Econ 522 – Lecture 23 (Dec 4 2007)
(Much of today’s lecture comes from chapter 15 of the Friedman book, which is now online as a digital reserve.)
The next two lectures will be on criminal law.
Like with the legal process for civil law, the economic goal of criminal law is to minimize the total social cost of crimes, plus the resources that are spent on enforcing the system (detecting and punishing offenses).
Everything we’ve done so far has been about civil cases. In civil cases, a suit is brought by an individual who was harmed; in most cases, if the plaintiff prevails, the remedy is meant to compensate him for the harm that occurred.
Criminal law differs from civil law in a number of ways:
- The criminal intended to do wrong. (In many civil cases, the harm was accidental.)
- The case is brought by the government, not an individual
- The harm done was public as well as private.
- The standard of proof is higher than in a civil suit
- If found guilty, the defendant will be punished
The first distinction is that a criminal conviction requires intent. The legal term is mens rea, “a guilty mind”. In tort law, we considered harms that happened accidentally. An injurer might cause an accident while taking precautions, and still been liable under a strict liability rule. An injurer might cause an accident while not taking sufficient precautions, and been liable under a negligence rule. An injurer might cause an accident while being reckless, and been liable for punitive damages on top of compensatory damages. But in any of these cases, the injurer did not intend for the harm to occur.

**STORED ROWS**
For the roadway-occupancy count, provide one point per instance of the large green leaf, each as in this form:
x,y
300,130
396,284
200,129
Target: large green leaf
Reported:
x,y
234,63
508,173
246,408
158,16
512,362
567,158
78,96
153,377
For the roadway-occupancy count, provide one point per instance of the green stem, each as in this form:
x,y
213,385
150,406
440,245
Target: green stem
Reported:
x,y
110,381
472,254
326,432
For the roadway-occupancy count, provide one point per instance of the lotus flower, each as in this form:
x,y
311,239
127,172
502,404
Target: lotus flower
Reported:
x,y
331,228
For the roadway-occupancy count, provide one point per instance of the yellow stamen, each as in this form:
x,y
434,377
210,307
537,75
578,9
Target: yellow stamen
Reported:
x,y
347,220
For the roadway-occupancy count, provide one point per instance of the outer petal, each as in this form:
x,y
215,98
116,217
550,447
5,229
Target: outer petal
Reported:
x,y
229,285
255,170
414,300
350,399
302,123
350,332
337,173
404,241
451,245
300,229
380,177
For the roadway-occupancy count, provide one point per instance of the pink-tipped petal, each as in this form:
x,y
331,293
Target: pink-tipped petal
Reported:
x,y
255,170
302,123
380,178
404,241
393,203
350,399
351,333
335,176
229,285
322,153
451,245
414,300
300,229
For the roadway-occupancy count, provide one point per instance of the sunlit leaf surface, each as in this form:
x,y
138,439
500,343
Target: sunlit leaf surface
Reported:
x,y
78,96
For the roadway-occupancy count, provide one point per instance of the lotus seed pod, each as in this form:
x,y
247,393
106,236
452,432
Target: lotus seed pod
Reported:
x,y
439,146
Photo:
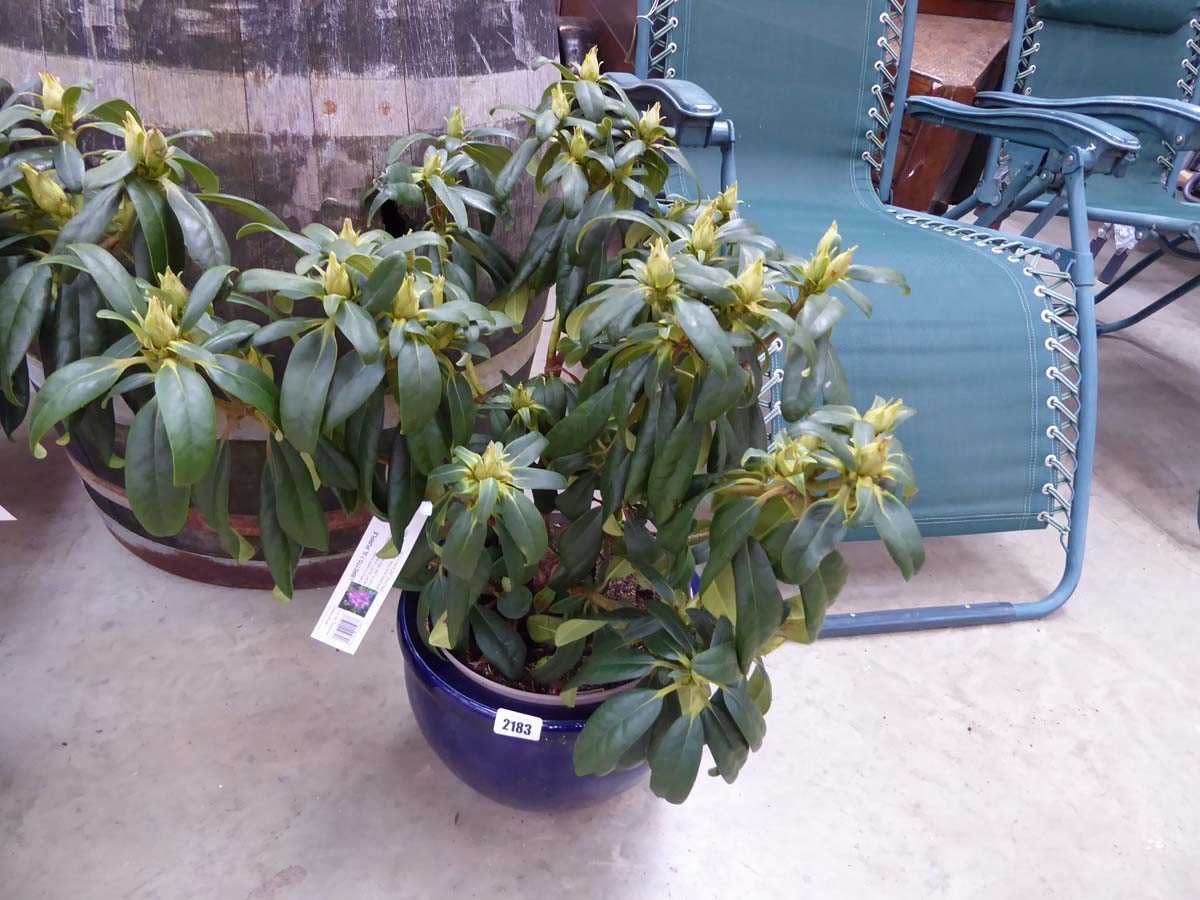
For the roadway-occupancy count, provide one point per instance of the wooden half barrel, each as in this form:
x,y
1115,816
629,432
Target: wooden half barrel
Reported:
x,y
303,97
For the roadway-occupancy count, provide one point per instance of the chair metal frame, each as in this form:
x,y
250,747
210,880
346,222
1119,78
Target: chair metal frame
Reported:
x,y
1066,279
1173,233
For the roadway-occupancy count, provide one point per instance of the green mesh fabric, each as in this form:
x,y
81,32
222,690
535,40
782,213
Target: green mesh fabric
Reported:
x,y
1133,15
1087,60
1080,60
967,348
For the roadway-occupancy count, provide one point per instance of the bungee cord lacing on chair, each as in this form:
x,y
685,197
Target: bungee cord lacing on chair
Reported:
x,y
1056,289
883,91
1030,46
660,22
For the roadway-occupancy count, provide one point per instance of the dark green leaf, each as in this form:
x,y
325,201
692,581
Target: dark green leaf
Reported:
x,y
298,508
150,204
463,545
189,417
418,384
21,317
675,759
745,713
760,607
406,489
279,550
118,288
899,533
207,292
306,387
211,497
334,467
502,646
732,525
157,502
672,468
613,666
70,389
246,209
89,223
515,604
718,664
579,427
245,382
353,383
202,234
612,729
381,288
706,335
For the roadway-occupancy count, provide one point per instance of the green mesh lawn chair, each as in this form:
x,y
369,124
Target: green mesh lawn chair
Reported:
x,y
996,346
1133,64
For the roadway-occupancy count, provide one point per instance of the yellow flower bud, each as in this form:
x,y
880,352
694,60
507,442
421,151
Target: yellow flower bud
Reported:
x,y
47,193
172,291
870,459
455,125
135,137
407,303
261,361
651,123
589,69
659,268
579,147
693,699
558,102
727,201
838,267
522,397
749,282
52,91
348,234
886,415
156,153
493,463
829,241
159,324
703,232
432,163
335,277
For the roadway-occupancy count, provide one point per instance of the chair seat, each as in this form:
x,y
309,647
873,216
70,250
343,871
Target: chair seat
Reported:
x,y
1135,198
966,348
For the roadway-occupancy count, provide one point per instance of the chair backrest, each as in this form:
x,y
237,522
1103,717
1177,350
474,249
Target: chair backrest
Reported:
x,y
841,60
1096,47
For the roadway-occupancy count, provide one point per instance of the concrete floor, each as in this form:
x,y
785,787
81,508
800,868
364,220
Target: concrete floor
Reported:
x,y
167,739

**TASK INSTRUCTIONS**
a) List the ways the criminal law lecture notes say criminal law differs from civil law.
b) Put this sentence from the criminal law lecture notes into Spanish: "The first distinction is that a criminal conviction requires intent."
c) Retype the criminal law lecture notes from "(Much of today’s" to "harm that occurred.".

**SOLVED PROBLEMS**
a)
- The criminal intended to do wrong.
- The case is brought by the government, not an individual.
- The harm done was public as well as private.
- The standard of proof is higher than in a civil suit.
- If found guilty, the defendant will be punished.

b) La primera distinción es que una condena penal requiere intención.

c)
(Much of today’s lecture comes from chapter 15 of the Friedman book, which is now online as a digital reserve.)
The next two lectures will be on criminal law.
Like with the legal process for civil law, the economic goal of criminal law is to minimize the total social cost of crimes, plus the resources that are spent on enforcing the system (detecting and punishing offenses).
Everything we’ve done so far has been about civil cases. In civil cases, a suit is brought by an individual who was harmed; in most cases, if the plaintiff prevails, the remedy is meant to compensate him for the harm that occurred.